## WHAT IS ASKED
Reproduce word for word the lines from the one containing "Target: stadium floodlight" through the last line of the listing, including both of those lines.

----

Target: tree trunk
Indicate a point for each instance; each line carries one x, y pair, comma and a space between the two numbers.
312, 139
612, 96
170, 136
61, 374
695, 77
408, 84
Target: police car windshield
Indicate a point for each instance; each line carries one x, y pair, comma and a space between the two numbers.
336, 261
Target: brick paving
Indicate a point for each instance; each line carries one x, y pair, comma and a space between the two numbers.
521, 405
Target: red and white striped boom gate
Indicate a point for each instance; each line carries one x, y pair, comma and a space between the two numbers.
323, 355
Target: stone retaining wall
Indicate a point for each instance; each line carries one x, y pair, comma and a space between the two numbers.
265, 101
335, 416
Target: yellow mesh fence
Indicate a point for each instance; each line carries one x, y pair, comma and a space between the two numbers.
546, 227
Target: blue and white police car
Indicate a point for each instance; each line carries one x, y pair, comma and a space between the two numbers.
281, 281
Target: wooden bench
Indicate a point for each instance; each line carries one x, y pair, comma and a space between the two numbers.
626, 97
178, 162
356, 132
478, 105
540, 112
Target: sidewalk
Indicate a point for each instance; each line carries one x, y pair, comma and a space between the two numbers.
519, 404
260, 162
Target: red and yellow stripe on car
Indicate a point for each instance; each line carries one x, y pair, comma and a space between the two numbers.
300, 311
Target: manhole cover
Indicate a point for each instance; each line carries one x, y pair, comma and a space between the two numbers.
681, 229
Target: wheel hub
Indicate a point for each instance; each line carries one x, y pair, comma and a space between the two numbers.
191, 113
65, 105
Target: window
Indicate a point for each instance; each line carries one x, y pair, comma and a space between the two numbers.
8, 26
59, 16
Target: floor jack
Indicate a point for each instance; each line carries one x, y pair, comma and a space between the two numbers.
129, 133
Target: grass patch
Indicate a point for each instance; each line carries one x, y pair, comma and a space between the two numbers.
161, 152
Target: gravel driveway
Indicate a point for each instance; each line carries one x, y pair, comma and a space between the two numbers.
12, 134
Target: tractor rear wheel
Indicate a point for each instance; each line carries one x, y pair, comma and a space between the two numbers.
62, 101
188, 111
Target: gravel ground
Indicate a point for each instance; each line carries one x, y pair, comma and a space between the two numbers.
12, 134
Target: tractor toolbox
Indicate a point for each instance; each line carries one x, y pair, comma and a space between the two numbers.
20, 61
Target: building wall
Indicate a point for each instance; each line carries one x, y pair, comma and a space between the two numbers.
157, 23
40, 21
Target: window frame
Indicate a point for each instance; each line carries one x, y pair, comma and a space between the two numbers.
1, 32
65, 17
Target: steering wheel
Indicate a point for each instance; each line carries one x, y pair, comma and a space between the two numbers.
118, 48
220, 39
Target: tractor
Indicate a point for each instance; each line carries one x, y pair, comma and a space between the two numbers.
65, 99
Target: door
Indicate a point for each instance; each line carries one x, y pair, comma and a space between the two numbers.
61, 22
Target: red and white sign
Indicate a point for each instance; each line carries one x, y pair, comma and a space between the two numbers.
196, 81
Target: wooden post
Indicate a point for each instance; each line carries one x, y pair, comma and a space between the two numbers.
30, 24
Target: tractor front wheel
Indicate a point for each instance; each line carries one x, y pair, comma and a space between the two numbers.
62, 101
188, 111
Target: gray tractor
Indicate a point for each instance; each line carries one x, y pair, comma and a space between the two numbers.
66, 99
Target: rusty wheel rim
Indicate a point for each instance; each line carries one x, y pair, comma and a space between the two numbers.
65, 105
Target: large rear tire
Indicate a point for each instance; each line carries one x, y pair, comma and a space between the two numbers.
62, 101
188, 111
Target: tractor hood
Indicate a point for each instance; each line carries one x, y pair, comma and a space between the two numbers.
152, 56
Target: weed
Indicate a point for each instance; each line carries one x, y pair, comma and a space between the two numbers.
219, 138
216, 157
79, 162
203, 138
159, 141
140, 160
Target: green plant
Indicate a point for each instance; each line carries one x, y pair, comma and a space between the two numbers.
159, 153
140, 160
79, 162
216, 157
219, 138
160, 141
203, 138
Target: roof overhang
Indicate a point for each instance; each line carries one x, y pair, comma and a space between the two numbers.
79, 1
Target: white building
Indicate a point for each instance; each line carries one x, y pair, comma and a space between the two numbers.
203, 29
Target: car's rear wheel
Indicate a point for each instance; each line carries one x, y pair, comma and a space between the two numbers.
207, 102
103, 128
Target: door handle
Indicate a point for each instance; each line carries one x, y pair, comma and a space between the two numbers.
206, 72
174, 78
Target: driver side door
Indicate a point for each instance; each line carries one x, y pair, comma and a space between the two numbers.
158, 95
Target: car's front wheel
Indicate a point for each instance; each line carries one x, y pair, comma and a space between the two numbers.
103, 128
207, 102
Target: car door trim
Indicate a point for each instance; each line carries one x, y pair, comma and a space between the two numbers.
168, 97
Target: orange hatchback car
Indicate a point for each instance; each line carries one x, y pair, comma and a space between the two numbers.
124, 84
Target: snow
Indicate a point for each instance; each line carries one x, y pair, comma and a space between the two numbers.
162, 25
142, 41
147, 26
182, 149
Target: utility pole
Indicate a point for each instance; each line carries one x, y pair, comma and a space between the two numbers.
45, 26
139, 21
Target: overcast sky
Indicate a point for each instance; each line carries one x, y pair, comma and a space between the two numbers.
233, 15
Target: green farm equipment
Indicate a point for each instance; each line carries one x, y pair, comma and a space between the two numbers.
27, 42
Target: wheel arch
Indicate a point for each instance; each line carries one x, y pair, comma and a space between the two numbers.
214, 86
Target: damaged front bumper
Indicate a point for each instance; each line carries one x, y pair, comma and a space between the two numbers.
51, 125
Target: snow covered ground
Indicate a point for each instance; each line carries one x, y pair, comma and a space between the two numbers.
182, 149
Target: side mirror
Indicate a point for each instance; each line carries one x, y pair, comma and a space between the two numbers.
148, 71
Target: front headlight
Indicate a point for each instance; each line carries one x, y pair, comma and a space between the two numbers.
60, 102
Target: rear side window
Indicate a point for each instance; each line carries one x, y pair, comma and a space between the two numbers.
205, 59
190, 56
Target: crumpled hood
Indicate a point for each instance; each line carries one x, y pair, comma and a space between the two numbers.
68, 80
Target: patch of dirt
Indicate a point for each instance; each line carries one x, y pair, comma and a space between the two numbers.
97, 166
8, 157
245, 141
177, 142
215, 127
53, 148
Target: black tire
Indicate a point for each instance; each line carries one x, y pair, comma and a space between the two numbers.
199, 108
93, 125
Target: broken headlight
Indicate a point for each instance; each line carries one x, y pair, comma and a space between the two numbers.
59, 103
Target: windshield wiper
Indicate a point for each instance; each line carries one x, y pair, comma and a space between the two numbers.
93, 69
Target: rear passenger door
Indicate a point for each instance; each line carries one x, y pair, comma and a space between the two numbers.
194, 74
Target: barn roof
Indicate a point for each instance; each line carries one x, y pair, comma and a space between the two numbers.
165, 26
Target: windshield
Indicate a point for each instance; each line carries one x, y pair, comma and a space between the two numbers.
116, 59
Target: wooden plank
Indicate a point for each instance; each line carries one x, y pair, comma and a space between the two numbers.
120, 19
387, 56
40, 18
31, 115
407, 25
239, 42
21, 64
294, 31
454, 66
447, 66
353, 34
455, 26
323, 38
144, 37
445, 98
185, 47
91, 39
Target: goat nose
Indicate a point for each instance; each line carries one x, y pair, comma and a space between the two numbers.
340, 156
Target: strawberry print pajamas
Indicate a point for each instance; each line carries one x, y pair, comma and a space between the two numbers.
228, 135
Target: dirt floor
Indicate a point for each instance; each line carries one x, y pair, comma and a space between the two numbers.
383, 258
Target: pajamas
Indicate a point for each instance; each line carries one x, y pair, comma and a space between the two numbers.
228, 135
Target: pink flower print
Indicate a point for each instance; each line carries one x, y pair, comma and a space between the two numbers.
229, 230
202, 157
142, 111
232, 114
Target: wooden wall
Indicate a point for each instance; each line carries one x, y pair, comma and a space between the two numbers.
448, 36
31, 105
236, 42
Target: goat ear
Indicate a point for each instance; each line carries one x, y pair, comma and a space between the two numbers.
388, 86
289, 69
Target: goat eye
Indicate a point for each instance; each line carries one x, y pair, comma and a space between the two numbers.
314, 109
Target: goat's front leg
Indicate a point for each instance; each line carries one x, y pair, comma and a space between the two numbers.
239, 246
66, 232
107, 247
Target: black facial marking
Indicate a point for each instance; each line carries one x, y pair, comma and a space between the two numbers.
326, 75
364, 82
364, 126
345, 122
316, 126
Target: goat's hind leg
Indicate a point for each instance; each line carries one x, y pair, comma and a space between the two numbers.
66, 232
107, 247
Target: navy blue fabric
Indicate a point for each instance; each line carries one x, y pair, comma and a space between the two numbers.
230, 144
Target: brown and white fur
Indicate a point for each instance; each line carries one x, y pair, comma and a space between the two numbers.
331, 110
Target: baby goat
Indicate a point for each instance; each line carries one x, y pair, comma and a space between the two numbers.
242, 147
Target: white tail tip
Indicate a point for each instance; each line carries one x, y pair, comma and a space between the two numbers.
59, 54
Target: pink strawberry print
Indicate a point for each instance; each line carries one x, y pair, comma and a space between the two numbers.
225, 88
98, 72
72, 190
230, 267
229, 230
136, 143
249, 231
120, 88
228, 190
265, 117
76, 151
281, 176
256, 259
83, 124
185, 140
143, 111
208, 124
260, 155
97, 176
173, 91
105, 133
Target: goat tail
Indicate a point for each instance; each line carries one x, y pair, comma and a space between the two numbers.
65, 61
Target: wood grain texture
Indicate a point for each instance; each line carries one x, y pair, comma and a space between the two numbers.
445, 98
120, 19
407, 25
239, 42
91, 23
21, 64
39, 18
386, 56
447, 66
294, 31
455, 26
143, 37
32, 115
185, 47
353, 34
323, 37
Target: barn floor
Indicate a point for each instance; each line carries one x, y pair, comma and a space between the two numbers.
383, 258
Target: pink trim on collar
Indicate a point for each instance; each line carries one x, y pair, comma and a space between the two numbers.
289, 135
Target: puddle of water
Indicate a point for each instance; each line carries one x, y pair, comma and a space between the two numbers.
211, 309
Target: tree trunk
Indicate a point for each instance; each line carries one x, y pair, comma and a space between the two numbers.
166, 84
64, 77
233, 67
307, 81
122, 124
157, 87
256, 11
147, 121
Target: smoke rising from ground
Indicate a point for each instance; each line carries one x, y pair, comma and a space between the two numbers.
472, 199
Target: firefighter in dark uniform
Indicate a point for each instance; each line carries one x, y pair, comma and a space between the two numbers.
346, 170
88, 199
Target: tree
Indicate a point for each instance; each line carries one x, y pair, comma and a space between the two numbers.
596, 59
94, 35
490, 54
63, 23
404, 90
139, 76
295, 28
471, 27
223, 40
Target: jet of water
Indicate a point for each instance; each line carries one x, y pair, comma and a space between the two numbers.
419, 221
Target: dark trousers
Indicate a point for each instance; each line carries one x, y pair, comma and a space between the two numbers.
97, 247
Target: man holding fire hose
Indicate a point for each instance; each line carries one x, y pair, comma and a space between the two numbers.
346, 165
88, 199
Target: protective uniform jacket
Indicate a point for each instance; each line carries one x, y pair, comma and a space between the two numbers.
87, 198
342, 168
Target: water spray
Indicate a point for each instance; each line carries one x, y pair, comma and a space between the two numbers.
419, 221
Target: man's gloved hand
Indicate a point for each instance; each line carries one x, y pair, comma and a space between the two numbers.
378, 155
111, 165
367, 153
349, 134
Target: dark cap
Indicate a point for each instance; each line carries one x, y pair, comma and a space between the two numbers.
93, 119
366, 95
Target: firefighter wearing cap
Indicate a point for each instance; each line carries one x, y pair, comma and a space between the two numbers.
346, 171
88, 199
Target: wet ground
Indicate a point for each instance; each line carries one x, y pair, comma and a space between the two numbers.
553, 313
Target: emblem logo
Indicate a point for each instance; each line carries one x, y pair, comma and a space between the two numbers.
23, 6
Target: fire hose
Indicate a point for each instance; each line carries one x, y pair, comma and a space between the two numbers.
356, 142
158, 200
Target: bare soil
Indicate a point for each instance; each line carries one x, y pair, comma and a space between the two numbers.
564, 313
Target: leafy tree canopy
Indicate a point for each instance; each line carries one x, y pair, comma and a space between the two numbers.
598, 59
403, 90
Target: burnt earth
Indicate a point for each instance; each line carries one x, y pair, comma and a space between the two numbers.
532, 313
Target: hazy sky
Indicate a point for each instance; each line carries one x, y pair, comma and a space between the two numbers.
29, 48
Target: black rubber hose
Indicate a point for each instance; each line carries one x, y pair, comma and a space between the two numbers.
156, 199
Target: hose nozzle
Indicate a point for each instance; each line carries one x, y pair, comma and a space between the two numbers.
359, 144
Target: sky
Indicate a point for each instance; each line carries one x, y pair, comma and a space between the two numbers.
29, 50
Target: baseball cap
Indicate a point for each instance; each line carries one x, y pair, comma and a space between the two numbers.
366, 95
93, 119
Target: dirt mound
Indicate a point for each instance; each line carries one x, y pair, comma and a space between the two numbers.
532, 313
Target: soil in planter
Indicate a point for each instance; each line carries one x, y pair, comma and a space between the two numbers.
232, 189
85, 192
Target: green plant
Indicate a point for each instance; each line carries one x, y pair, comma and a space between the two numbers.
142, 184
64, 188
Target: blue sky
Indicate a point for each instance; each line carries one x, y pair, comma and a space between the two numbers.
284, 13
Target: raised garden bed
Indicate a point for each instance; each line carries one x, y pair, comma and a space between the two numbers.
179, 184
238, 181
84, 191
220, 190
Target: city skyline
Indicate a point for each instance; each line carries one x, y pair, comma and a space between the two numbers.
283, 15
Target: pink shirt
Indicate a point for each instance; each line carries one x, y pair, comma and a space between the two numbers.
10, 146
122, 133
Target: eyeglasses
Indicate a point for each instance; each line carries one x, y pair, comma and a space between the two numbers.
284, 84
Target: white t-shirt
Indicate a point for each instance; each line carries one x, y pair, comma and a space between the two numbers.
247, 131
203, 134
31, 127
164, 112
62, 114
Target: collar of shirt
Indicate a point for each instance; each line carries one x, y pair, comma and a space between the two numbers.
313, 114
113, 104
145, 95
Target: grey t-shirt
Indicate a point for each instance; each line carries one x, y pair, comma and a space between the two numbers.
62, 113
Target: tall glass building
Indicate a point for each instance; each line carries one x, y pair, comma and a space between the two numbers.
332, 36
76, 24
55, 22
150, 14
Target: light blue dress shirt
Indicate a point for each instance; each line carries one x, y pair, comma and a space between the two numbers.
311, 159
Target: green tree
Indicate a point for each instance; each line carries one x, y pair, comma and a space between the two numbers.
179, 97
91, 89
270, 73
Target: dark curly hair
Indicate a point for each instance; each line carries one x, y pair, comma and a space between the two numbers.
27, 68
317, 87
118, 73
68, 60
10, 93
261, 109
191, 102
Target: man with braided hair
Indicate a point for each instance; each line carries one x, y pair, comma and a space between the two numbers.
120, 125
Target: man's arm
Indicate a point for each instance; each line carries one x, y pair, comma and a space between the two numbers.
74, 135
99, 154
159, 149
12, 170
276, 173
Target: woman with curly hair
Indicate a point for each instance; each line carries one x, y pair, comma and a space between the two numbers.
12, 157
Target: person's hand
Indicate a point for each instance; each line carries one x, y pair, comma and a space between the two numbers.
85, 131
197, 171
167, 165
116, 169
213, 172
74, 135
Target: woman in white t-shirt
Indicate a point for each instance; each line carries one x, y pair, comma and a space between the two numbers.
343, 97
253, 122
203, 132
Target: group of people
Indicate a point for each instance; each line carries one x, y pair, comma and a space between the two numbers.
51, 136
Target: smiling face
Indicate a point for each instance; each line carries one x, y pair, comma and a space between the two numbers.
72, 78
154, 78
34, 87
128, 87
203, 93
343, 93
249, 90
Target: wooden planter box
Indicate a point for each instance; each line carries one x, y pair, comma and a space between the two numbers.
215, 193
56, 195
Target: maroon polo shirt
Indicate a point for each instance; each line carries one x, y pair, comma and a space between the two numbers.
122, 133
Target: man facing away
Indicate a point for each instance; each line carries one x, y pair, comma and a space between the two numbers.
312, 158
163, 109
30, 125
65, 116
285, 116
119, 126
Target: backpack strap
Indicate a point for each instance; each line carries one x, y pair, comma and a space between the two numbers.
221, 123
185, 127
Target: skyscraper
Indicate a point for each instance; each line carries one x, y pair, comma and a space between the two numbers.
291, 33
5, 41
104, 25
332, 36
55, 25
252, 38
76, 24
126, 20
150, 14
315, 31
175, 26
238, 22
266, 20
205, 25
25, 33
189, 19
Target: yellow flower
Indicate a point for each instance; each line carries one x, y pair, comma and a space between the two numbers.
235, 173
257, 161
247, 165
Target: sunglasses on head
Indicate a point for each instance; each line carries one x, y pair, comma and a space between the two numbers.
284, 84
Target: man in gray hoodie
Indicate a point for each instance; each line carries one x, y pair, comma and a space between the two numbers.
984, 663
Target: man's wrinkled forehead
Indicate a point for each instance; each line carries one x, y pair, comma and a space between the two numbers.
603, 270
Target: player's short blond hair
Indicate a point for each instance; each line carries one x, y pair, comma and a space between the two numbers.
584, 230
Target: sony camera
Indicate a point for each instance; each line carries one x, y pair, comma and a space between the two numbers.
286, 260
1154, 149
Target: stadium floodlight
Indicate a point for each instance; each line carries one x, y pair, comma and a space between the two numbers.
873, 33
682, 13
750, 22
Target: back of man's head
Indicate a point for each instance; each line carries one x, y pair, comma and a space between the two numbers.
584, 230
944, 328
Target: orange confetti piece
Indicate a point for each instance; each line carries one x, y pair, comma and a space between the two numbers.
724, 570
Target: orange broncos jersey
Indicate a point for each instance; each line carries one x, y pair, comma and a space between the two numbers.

----

## EXERCISE ANSWER
Target: stadium floodlight
Indicate a point for each instance; each line carries one x, y pair, comma and a space between the two numbers.
873, 33
682, 13
750, 22
Target: back of man's head
Indicate a point for each instance; each line carries one x, y pair, comma and a space between the two numbers.
584, 230
944, 328
Target: orange confetti piece
Indicate a point for each instance; each line carries one x, y pair, comma and a space between the two numbers.
724, 570
Target: orange broncos jersey
Indicate a point for each instance; each line carries one x, y pair, comma and a space between the two numbers.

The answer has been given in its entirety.